What is required: Count the lines in the entries below that contain the string "target", and give only that number.

Excerpted records:
::::::
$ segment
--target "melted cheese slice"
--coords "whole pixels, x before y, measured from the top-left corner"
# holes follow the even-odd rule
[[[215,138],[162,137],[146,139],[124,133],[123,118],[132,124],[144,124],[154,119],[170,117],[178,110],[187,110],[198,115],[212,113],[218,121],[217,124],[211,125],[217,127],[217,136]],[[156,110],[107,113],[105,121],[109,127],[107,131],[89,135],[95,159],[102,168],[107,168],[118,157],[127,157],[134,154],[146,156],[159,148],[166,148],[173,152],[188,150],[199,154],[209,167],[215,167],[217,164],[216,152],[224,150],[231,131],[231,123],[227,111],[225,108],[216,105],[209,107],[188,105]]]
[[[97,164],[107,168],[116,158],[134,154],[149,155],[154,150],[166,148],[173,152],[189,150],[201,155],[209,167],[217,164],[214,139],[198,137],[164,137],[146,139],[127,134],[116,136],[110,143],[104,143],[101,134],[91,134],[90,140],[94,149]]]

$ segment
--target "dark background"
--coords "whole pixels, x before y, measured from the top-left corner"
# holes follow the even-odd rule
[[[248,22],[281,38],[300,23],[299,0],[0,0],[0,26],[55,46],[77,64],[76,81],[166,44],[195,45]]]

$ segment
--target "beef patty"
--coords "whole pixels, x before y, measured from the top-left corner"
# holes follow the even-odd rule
::::::
Exercise output: 3